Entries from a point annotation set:

# # # #

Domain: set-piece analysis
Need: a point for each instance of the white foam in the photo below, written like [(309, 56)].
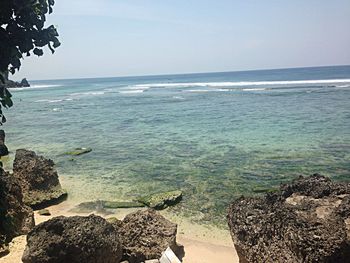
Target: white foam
[(207, 90), (89, 93), (42, 86), (49, 101), (255, 89), (131, 91)]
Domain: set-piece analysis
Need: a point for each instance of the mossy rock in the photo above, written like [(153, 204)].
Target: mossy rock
[(44, 212), (161, 200), (78, 151), (116, 204), (113, 220), (260, 189), (42, 199)]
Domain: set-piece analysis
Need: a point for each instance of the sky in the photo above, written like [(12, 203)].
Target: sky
[(110, 38)]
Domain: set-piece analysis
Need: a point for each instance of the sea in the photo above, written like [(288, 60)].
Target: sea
[(215, 136)]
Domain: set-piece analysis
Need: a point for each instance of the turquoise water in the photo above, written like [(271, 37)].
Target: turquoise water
[(214, 136)]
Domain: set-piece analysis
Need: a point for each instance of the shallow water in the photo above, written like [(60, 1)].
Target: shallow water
[(215, 136)]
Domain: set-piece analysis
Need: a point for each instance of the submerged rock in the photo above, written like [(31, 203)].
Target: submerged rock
[(102, 207), (121, 204), (38, 179), (73, 239), (161, 200), (306, 221), (16, 218), (145, 235), (78, 151)]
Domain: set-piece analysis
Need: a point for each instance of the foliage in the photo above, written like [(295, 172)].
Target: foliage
[(22, 31)]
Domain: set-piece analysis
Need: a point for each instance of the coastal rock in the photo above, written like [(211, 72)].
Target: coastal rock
[(44, 212), (15, 217), (78, 151), (14, 84), (306, 221), (24, 83), (73, 239), (161, 200), (3, 148), (145, 235), (38, 179)]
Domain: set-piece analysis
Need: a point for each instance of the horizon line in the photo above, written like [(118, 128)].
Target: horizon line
[(192, 73)]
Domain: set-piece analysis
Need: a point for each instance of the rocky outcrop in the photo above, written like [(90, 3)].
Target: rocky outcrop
[(15, 217), (145, 235), (161, 200), (14, 84), (3, 149), (38, 179), (73, 239), (306, 221)]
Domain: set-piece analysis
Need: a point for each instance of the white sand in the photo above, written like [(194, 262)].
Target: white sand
[(202, 244)]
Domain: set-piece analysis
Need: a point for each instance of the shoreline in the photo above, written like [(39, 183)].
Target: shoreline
[(202, 244)]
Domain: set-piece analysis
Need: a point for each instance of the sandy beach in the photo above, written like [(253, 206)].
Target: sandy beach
[(202, 244)]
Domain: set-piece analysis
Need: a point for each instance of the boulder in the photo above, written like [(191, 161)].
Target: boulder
[(145, 235), (306, 221), (3, 148), (16, 218), (38, 179), (161, 200), (73, 239)]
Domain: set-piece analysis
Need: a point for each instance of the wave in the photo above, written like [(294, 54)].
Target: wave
[(89, 93), (131, 91), (241, 83), (53, 100), (255, 89), (42, 86), (207, 90)]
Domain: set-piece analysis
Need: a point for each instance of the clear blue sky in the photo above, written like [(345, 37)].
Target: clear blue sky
[(142, 37)]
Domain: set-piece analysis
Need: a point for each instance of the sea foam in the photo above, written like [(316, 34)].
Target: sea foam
[(241, 83)]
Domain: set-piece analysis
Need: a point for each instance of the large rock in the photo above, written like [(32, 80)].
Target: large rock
[(145, 234), (3, 148), (38, 179), (73, 239), (306, 221), (15, 217)]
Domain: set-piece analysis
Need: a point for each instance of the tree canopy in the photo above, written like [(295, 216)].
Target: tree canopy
[(22, 31)]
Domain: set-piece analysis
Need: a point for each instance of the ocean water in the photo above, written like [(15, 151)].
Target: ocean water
[(215, 136)]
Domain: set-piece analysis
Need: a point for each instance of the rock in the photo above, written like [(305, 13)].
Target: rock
[(3, 148), (89, 207), (306, 221), (73, 239), (44, 212), (25, 83), (38, 179), (145, 234), (16, 218), (121, 204), (161, 200), (78, 151)]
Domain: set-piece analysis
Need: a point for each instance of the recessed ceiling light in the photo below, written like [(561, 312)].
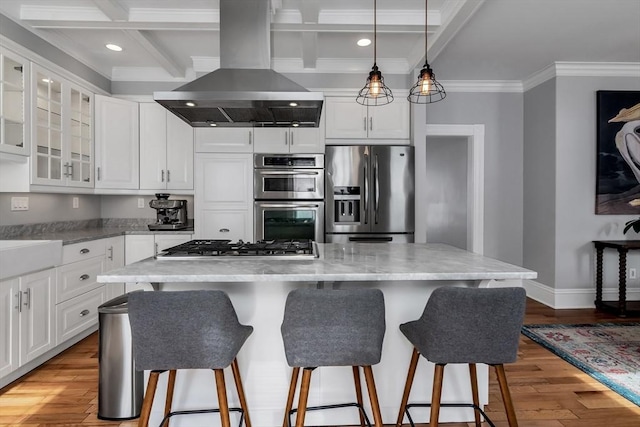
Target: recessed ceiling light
[(113, 47)]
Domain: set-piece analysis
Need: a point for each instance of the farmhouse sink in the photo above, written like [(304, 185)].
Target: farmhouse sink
[(18, 257)]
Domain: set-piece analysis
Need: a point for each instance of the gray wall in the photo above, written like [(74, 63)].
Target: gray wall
[(446, 191), (539, 187), (576, 222), (49, 208), (502, 115)]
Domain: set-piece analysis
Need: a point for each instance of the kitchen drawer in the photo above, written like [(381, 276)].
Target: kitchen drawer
[(80, 251), (77, 314), (77, 278)]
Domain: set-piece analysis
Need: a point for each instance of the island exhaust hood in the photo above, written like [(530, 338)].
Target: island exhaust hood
[(244, 91)]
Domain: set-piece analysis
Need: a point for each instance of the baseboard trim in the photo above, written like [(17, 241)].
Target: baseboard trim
[(572, 298)]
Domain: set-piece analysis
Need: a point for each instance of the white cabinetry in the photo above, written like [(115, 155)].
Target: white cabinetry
[(346, 119), (224, 140), (288, 140), (26, 330), (114, 247), (166, 144), (224, 196), (62, 151), (14, 93), (117, 143), (78, 294)]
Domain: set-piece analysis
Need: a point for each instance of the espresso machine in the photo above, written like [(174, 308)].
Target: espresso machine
[(171, 214)]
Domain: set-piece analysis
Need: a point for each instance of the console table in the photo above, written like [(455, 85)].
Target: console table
[(621, 307)]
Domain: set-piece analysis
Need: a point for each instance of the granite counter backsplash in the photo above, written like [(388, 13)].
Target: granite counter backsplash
[(79, 231)]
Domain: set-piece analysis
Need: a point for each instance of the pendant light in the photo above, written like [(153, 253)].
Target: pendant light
[(374, 92), (427, 90)]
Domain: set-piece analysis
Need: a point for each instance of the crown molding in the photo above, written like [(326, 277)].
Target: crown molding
[(582, 69)]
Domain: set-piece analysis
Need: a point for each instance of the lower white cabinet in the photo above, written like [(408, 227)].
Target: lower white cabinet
[(26, 330)]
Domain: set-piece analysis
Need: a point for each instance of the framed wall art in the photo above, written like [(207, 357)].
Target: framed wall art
[(618, 159)]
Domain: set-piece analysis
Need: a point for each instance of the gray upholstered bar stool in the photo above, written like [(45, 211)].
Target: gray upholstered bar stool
[(466, 325), (187, 330), (333, 328)]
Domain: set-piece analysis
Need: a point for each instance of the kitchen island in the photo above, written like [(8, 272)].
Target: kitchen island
[(406, 273)]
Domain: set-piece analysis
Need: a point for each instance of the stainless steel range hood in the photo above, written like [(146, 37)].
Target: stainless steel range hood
[(244, 91)]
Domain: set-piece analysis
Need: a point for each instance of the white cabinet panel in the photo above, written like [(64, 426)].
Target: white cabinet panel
[(224, 140), (117, 143)]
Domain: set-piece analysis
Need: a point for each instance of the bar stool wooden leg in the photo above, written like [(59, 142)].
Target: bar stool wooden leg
[(474, 391), (373, 395), (506, 396), (292, 392), (304, 395), (358, 384), (407, 385), (222, 398), (170, 387), (148, 399), (243, 400), (436, 395)]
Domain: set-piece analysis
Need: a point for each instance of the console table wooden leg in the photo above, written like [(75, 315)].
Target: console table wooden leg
[(622, 285), (599, 255)]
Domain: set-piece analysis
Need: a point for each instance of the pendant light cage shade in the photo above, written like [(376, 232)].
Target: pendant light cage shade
[(374, 92), (427, 90)]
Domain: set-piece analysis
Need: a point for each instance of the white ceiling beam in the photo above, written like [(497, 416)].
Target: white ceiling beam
[(112, 9), (154, 48)]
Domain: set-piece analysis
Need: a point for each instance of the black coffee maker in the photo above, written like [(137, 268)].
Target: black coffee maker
[(171, 214)]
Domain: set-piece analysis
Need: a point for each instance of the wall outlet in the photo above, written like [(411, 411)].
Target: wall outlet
[(19, 203)]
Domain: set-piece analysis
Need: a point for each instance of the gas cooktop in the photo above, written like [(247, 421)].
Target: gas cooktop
[(211, 249)]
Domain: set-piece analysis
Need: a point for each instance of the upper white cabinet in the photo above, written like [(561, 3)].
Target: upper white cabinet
[(224, 140), (288, 140), (117, 143), (166, 147), (14, 90), (346, 119), (62, 149)]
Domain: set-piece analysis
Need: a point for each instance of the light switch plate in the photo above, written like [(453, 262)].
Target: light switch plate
[(19, 203)]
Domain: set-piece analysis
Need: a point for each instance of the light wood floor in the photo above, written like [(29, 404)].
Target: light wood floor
[(547, 391)]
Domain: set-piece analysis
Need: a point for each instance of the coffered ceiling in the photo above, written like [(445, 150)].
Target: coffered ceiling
[(175, 40)]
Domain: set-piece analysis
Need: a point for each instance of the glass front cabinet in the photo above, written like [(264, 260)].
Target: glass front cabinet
[(62, 133), (13, 96)]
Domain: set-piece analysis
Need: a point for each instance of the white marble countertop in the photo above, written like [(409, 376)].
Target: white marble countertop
[(337, 262)]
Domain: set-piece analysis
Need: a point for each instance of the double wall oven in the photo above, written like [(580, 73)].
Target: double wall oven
[(289, 196)]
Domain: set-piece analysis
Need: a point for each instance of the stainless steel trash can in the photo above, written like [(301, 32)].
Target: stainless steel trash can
[(120, 388)]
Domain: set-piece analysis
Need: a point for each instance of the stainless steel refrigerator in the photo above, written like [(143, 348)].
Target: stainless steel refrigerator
[(369, 193)]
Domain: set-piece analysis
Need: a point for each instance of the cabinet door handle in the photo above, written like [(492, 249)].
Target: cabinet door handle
[(27, 303)]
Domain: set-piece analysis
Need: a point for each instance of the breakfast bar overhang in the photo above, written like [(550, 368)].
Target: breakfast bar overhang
[(406, 273)]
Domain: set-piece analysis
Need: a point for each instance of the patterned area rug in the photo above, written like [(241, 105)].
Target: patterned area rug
[(608, 352)]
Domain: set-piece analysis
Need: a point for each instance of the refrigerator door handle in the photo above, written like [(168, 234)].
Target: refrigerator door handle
[(376, 190), (366, 190)]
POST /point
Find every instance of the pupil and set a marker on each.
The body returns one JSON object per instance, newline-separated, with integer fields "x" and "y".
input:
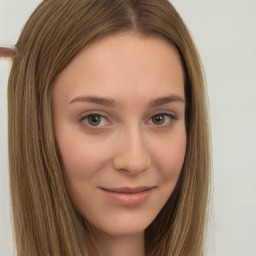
{"x": 159, "y": 119}
{"x": 94, "y": 120}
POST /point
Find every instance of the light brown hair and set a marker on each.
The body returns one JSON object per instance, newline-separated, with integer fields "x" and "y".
{"x": 44, "y": 217}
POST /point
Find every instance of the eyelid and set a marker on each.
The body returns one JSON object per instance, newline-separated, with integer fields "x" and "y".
{"x": 171, "y": 116}
{"x": 86, "y": 115}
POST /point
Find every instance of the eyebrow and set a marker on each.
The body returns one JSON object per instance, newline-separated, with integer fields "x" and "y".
{"x": 111, "y": 103}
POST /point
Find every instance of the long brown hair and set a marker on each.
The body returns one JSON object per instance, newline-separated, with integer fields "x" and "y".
{"x": 45, "y": 219}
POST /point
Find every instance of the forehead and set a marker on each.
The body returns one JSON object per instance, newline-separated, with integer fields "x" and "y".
{"x": 124, "y": 63}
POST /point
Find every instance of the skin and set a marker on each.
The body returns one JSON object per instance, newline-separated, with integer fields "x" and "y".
{"x": 132, "y": 144}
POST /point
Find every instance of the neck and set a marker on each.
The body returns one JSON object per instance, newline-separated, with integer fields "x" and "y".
{"x": 125, "y": 245}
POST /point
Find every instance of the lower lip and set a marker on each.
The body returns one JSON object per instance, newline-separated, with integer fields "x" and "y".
{"x": 131, "y": 199}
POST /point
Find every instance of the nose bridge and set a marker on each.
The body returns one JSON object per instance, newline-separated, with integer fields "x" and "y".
{"x": 132, "y": 154}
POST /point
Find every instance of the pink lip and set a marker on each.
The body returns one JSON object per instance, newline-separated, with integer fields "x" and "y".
{"x": 128, "y": 196}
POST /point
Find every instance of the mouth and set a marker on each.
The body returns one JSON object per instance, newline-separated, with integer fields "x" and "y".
{"x": 128, "y": 190}
{"x": 127, "y": 196}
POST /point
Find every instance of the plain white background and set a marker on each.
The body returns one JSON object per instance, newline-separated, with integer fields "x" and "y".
{"x": 225, "y": 34}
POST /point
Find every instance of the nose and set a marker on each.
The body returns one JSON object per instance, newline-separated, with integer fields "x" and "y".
{"x": 132, "y": 155}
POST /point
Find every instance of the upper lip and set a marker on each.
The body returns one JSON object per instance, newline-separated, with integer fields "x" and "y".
{"x": 128, "y": 190}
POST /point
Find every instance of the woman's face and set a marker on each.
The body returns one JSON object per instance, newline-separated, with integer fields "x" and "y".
{"x": 119, "y": 120}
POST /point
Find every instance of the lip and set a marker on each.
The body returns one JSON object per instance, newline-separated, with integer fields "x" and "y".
{"x": 128, "y": 196}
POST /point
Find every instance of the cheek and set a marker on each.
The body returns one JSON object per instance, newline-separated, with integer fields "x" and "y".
{"x": 81, "y": 155}
{"x": 170, "y": 156}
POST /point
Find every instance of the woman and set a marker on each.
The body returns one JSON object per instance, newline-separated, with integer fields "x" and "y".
{"x": 108, "y": 131}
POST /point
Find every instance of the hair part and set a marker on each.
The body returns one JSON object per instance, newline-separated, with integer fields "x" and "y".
{"x": 45, "y": 219}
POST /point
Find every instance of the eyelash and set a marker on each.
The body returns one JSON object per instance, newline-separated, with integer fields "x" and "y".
{"x": 97, "y": 128}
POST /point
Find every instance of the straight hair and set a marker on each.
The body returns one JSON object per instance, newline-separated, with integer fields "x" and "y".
{"x": 45, "y": 220}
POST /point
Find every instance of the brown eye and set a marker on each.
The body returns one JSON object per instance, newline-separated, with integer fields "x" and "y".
{"x": 95, "y": 120}
{"x": 158, "y": 119}
{"x": 162, "y": 119}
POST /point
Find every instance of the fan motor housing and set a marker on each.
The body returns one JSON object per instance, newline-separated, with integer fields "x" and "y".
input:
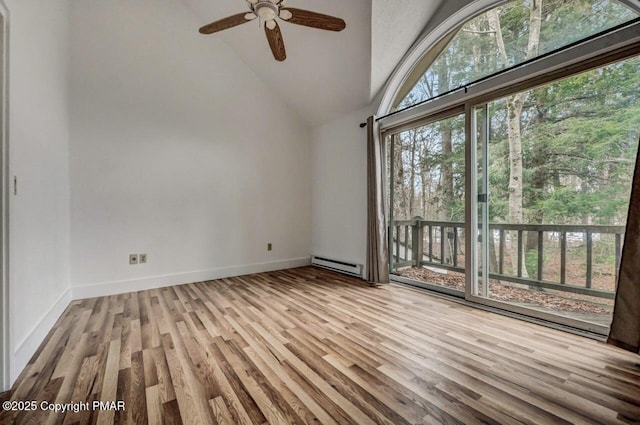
{"x": 265, "y": 10}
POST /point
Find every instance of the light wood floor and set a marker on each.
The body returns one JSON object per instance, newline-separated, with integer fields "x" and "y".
{"x": 310, "y": 346}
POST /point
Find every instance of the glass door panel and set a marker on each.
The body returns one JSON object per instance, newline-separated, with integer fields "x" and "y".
{"x": 426, "y": 174}
{"x": 554, "y": 168}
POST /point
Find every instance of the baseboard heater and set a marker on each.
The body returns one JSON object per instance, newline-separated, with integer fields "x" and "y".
{"x": 338, "y": 266}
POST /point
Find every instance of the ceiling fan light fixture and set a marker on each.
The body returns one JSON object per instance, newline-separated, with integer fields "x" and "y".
{"x": 285, "y": 15}
{"x": 266, "y": 11}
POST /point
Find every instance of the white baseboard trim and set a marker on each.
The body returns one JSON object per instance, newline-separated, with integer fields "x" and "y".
{"x": 134, "y": 285}
{"x": 30, "y": 343}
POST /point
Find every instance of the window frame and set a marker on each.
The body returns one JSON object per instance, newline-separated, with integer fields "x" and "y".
{"x": 615, "y": 45}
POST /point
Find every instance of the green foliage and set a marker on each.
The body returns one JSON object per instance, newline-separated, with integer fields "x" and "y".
{"x": 579, "y": 135}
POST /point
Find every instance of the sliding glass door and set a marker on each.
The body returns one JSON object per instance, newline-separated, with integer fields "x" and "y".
{"x": 553, "y": 172}
{"x": 426, "y": 174}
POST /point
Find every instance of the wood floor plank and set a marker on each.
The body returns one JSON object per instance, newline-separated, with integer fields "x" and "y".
{"x": 308, "y": 346}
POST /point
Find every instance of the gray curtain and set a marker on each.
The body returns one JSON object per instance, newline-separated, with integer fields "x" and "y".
{"x": 625, "y": 328}
{"x": 377, "y": 251}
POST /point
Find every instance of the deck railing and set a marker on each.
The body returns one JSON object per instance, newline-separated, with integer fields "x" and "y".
{"x": 440, "y": 244}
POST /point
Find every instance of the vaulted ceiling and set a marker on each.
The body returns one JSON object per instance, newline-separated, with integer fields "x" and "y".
{"x": 326, "y": 74}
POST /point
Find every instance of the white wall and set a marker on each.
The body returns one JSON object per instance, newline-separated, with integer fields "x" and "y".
{"x": 340, "y": 188}
{"x": 179, "y": 151}
{"x": 39, "y": 157}
{"x": 339, "y": 154}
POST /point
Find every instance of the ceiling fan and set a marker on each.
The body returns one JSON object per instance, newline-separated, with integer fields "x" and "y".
{"x": 267, "y": 12}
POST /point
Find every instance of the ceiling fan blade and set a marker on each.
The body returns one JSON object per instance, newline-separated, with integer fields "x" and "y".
{"x": 274, "y": 36}
{"x": 225, "y": 23}
{"x": 313, "y": 19}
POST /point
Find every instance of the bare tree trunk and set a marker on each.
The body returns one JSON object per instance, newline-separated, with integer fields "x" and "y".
{"x": 447, "y": 188}
{"x": 514, "y": 112}
{"x": 412, "y": 178}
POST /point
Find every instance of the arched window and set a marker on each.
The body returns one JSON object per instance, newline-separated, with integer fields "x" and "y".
{"x": 510, "y": 145}
{"x": 505, "y": 36}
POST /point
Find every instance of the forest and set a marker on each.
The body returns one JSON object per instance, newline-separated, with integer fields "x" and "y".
{"x": 562, "y": 153}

# # # #

Requirement: Rewrite the records as a numbered list, starting at the top and ending with the line that contains "[(214, 136)]", and skip any blank lines. Leave out the pictures.

The result:
1. Domain: set-piece analysis
2. Need: a point for each instance of the white foam in the photo below, written like [(309, 56)].
3. Target: white foam
4. [(207, 90), (89, 93), (42, 86), (49, 101), (255, 89), (131, 91)]
5. Domain: set-piece analysis
6. Need: a point for each instance of the mossy rock in the photo above, written like [(153, 204)].
7. Target: mossy rock
8. [(44, 212), (161, 200), (78, 151), (116, 204), (113, 220), (260, 189), (42, 199)]
9. Domain: set-piece analysis
10. Need: a point for each instance of the sky in the photo above, written like [(12, 203)].
11. Target: sky
12. [(110, 38)]
13. Domain: set-piece analysis
14. Need: a point for each instance of the sea in the photo above, written like [(288, 60)].
15. Target: sea
16. [(215, 136)]
17. Domain: set-piece analysis
18. Need: a point for each instance of the turquoise water in the photo above, written like [(271, 37)].
19. Target: turquoise water
20. [(214, 136)]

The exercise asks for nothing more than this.